_TEXT SEGMENT_
*** Block opens ***

# [EVDL] BYU streamliner crashes at 170 mph



## EVDL List (Jul 27, 2007)

Thats a shame, but hopefully they've gotten some very valuable experience
and data.
-------------- next part --------------
An HTML attachment was scrubbed...
URL: http://lists.sjsu.edu/mailman/private/ev/attachments/20100820/e3ba7fa1/attachment.html 
_______________________________________________
| REPLYING: address your message to [email protected] only.
| Multiple-address or CCed messages may be rejected.
| UNSUBSCRIBE: http://www.evdl.org/help/index.html#usub
| OTHER HELP: http://evdl.org/help/
| OPTIONS: http://lists.sjsu.edu/mailman/listinfo/ev


----------



## EVDL List (Jul 27, 2007)

BUMMER! Thankful that the news is not any worse. We hope that the driver
heals quickly.You all have our best wishes on the upcoming rebuild. -Tom
True & the EV Parts Team

On Fri, Aug 20, 2010 at 10:52 AM, David Dymaxion


> <[email protected]>wrote:
> 
> > See message below.
> >
> ...


----------



## EVDL List (Jul 27, 2007)

I am glad the driver is OK. I guess under the circumstances only bruised is
a pretty good outcome. Funny things happen at those speeds. I was
astounded to find out the British car that broke the sound barrier had REAR
STEERING! How unintuitive is that?

I hope they had a camera running in the BYU car, the driver may not remember
much about the circumstances leading up to the crash.
Stephen Chapman



> Thos True <[email protected]> wrote:
> 
> > BUMMER! Thankful that the news is not any worse. We hope that the driver
> > heals quickly.You all have our best wishes on the upcoming rebuild. -Tom
> ...


----------



## EVDL List (Jul 27, 2007)

Thanks to David for posting all this for us, I guess I shouldn't use him as
my news service since I am on this list too! LOL

Anyway for just a bit more info, the car got loose at what the driver
estimates was about 170 and rolled onto the right side then the roof. It
stayed on the roof and slid to a stop (with the help of the parachute). As
has been mentioned the safety requrements are indeed pretty strict, and for
good reason. That is why the driver walks away. They say that there were
many more spins and crashes this year for some reason, but no serious
injury. That is a good thing for sure.

We will now be taking a serious look at many aspects of the design (duh) and
deciding what our course of action will be for the future. We don't have
the data out of the car yet, but we do have the on car video. I hope we
continue the project for sure, but it could be at least a year before we try
again. With our funding for the car about gone I don't know what will
happen. It has been six years to get this far, don't want it all to be a
waste. The hard thing about land speed racing is that you really have no
where to test, so you build and then test at the track.

*** Block closes ***

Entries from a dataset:
*** Block opens ***

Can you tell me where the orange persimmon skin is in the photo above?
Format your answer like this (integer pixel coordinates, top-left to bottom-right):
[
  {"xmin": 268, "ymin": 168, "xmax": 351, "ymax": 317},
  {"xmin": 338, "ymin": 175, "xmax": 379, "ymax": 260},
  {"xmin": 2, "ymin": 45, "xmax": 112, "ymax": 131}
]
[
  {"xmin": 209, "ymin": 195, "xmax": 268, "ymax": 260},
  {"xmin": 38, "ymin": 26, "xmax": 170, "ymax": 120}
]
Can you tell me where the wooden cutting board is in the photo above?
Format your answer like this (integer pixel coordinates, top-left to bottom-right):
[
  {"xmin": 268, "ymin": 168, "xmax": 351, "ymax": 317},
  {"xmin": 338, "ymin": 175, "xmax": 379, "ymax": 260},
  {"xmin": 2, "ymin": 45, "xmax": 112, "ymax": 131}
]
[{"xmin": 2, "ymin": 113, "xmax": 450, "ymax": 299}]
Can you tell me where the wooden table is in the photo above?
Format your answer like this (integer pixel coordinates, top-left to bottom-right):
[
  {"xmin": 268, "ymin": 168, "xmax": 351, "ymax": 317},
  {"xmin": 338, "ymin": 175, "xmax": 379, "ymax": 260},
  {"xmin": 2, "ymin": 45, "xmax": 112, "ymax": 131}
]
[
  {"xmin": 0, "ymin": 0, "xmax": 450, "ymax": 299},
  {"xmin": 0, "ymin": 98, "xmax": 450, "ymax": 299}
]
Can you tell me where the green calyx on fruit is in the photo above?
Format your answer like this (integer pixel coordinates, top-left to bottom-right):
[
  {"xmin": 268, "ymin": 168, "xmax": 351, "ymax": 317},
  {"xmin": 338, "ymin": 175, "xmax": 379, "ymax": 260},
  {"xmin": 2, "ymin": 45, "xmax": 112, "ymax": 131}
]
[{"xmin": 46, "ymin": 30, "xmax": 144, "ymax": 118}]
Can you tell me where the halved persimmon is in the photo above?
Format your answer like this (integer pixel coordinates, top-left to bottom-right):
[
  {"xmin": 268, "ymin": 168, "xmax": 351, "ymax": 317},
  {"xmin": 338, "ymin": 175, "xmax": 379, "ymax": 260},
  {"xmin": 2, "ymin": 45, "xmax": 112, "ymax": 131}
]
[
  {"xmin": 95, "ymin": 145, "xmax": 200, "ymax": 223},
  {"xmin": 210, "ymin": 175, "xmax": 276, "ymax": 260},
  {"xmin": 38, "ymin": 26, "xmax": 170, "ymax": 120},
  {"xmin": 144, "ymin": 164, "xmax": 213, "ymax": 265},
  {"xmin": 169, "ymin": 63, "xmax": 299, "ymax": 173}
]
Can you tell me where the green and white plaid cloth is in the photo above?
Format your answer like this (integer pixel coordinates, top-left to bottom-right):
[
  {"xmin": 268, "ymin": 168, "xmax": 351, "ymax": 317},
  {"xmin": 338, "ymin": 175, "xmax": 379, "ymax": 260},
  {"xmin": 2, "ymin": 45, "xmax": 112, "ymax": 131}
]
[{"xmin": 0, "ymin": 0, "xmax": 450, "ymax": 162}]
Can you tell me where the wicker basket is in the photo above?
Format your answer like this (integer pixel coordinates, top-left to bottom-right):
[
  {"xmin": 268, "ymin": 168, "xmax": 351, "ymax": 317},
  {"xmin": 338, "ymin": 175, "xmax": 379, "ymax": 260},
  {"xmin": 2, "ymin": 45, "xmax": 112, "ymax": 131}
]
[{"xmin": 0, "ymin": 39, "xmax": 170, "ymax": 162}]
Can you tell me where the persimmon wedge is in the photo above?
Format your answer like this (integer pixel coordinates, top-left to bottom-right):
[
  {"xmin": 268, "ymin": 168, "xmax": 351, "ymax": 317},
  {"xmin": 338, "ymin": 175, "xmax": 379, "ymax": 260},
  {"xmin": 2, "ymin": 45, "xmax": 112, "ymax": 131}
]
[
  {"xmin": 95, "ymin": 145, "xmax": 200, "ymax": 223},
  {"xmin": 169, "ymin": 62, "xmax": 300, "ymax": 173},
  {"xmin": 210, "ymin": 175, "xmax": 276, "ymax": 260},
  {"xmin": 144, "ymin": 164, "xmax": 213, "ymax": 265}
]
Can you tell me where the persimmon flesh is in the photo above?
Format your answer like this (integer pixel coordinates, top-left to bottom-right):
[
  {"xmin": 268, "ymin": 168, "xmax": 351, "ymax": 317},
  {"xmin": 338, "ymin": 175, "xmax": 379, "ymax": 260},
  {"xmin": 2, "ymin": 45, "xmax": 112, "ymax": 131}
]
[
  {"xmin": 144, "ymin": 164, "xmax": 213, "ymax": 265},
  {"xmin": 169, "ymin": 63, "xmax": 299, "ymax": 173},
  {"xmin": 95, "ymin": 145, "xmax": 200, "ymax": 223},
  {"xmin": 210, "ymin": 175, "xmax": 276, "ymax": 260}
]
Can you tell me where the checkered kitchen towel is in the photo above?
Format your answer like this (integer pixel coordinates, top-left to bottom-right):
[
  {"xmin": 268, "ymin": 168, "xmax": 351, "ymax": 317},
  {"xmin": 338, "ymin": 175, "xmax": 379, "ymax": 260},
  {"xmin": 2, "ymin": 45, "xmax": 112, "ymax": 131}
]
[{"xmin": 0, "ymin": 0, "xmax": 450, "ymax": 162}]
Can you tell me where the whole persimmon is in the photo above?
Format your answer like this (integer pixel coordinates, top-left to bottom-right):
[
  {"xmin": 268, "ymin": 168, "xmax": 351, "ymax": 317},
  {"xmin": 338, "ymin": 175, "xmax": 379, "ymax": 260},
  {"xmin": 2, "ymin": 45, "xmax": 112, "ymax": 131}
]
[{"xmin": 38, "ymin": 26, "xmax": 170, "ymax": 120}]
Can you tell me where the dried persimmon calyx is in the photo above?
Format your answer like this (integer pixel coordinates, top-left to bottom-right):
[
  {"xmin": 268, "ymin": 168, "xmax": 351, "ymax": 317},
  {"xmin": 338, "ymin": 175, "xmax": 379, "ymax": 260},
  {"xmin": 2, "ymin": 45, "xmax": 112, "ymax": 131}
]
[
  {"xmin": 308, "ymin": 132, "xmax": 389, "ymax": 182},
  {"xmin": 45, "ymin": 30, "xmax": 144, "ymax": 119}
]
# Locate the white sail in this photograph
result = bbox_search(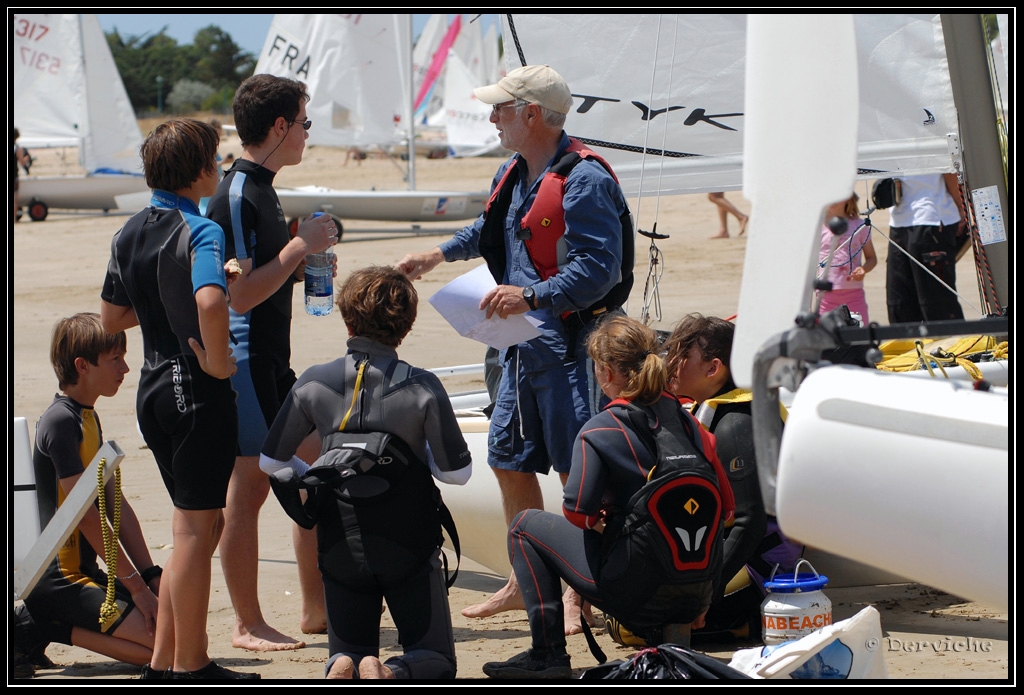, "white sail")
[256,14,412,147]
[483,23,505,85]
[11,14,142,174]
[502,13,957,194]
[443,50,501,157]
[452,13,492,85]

*** Block closes ***

_REQUIRED ACTION_
In the BYU streamliner crash thread, what helped the car slide to a stop after it rolled onto its roof?

_ANSWER SECTION_
The parachute.